- TEXT EXTRACT:
• • •
After applying your moisturiser (ideally one with an SPF) time to soak in before applying your foundation, otherwise it could combine with whatever products are still on the surface of your skin, or otherwise make your skin slippy causing your makeup to slide off.

2. Choose your Level of Coverage

There are a number of levels of coverage to choose from. The one you pick depends on a number of factors, including purpose (for example, evening out skin tone) and overall look.

Light Coverage

Best for those requiring minimal coverage or for makeup users who dislike the feel of heavy makeup. The idea behind light coverage is not to cover up the skin completely . Light coverage formulas usually resemble a tinted moisturiser, BB or CC cream or will typically be labelled as light.

Medium Coverage

Medium coverage (as the name suggests) is a step up from light coverage and is generally considered the most popular, as these tend to come in buildable formulas allowing as much or as little coverage as you’d like. For added versatility, combining a little moisturiser with this type of foundation can help thin it out enough to produce a light coverage effect.

Full Coverage

Full coverage foundation can also be made more sheer using moisturiser - but in general it’s meant for heavy duty use such as photoshoots or special occasions. This type of foundation is also useful for covering redness, blemishes and hyperpigmentation - but use sparingly and build up gradually to avoid a “cakey” look.

3. Choose your Formula

The formula you choose will also have an effect on the level of coverage as well as your skin type. While oily-to-combination skins might benefit from using an oil-free or powder formulation, others might want to use something with added moisturisers or a silk finish to prevent the skin from appearing too dry.


Liquid Foundations are available in light to heavy finishes, with varying levels of sheen (silk for a glowy look - or matte finishes, which tend to be oil-free). Some formulations can even adapt to your natural skin tone, giving a seamless, natural finish.
• • •
- DATASET EXTRACT:
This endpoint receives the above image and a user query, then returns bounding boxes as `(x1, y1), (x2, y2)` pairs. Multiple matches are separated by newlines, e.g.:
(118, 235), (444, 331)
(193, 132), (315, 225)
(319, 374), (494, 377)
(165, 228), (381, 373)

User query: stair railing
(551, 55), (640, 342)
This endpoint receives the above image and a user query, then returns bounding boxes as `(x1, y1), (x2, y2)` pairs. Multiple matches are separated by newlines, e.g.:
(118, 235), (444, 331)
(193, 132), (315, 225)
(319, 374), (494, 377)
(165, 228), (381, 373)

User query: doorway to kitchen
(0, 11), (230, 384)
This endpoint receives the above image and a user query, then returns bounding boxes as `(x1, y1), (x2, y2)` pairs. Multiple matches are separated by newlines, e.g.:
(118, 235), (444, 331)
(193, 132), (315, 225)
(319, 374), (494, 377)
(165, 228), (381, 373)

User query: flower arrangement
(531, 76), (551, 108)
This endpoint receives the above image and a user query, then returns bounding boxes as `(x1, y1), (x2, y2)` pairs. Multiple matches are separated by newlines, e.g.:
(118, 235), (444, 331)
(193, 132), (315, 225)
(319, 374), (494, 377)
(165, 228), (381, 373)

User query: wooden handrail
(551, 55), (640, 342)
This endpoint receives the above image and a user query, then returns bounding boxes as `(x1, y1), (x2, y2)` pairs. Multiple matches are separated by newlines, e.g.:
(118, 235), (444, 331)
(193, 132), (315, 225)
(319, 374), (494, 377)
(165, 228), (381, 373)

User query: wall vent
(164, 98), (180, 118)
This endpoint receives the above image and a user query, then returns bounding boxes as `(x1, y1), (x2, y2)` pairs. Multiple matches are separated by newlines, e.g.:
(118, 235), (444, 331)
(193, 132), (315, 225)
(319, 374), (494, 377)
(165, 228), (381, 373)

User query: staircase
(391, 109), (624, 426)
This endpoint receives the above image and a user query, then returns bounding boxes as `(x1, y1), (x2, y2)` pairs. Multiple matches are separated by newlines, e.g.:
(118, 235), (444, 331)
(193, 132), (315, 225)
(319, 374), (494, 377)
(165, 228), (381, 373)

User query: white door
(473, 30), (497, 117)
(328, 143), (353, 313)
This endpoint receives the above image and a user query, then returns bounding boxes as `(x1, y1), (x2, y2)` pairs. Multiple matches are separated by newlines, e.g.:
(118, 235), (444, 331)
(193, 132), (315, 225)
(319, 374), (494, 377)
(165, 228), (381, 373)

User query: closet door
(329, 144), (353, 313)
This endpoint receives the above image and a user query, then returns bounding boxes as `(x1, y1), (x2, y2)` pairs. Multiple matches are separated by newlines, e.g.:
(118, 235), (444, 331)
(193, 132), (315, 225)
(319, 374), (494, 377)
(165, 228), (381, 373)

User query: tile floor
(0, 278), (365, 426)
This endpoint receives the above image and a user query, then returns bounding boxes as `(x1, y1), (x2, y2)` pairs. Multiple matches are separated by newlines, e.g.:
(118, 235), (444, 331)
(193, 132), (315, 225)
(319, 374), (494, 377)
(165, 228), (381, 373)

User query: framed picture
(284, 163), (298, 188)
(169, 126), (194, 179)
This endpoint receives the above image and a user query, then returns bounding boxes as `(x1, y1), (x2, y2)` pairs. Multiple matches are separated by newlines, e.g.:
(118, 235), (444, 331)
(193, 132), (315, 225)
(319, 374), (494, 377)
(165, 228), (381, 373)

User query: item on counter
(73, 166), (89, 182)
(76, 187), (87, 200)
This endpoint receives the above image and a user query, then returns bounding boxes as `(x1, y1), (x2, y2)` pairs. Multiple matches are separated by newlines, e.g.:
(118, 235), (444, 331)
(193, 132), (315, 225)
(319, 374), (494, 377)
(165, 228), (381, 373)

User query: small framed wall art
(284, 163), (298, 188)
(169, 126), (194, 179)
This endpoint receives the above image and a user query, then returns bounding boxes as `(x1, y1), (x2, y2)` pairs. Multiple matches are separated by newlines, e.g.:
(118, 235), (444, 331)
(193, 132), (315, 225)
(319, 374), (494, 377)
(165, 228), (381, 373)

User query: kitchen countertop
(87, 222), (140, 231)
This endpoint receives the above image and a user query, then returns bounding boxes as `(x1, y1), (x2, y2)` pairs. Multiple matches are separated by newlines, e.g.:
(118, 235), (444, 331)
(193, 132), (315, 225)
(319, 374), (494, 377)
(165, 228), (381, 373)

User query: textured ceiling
• • •
- PROBLEM REQUIREMENTS: Reproduce the foundation guide word for word, from start to finish.

- ANSWER TO THE TASK:
After applying your moisturiser (ideally one with an SPF) time to soak in before applying your foundation, otherwise it could combine with whatever products are still on the surface of your skin, or otherwise make your skin slippy causing your makeup to slide off.

2. Choose your Level of Coverage

There are a number of levels of coverage to choose from. The one you pick depends on a number of factors, including purpose (for example, evening out skin tone) and overall look.

Light Coverage

Best for those requiring minimal coverage or for makeup users who dislike the feel of heavy makeup. The idea behind light coverage is not to cover up the skin completely . Light coverage formulas usually resemble a tinted moisturiser, BB or CC cream or will typically be labelled as light.

Medium Coverage

Medium coverage (as the name suggests) is a step up from light coverage and is generally considered the most popular, as these tend to come in buildable formulas allowing as much or as little coverage as you’d like. For added versatility, combining a little moisturiser with this type of foundation can help thin it out enough to produce a light coverage effect.

Full Coverage

Full coverage foundation can also be made more sheer using moisturiser - but in general it’s meant for heavy duty use such as photoshoots or special occasions. This type of foundation is also useful for covering redness, blemishes and hyperpigmentation - but use sparingly and build up gradually to avoid a “cakey” look.

3. Choose your Formula

The formula you choose will also have an effect on the level of coverage as well as your skin type. While oily-to-combination skins might benefit from using an oil-free or powder formulation, others might want to use something with added moisturisers or a silk finish to prevent the skin from appearing too dry.


Liquid Foundations are available in light to heavy finishes, with varying levels of sheen (silk for a glowy look - or matte finishes, which tend to be oil-free). Some formulations can even adapt to your natural skin tone, giving a seamless, natural finish.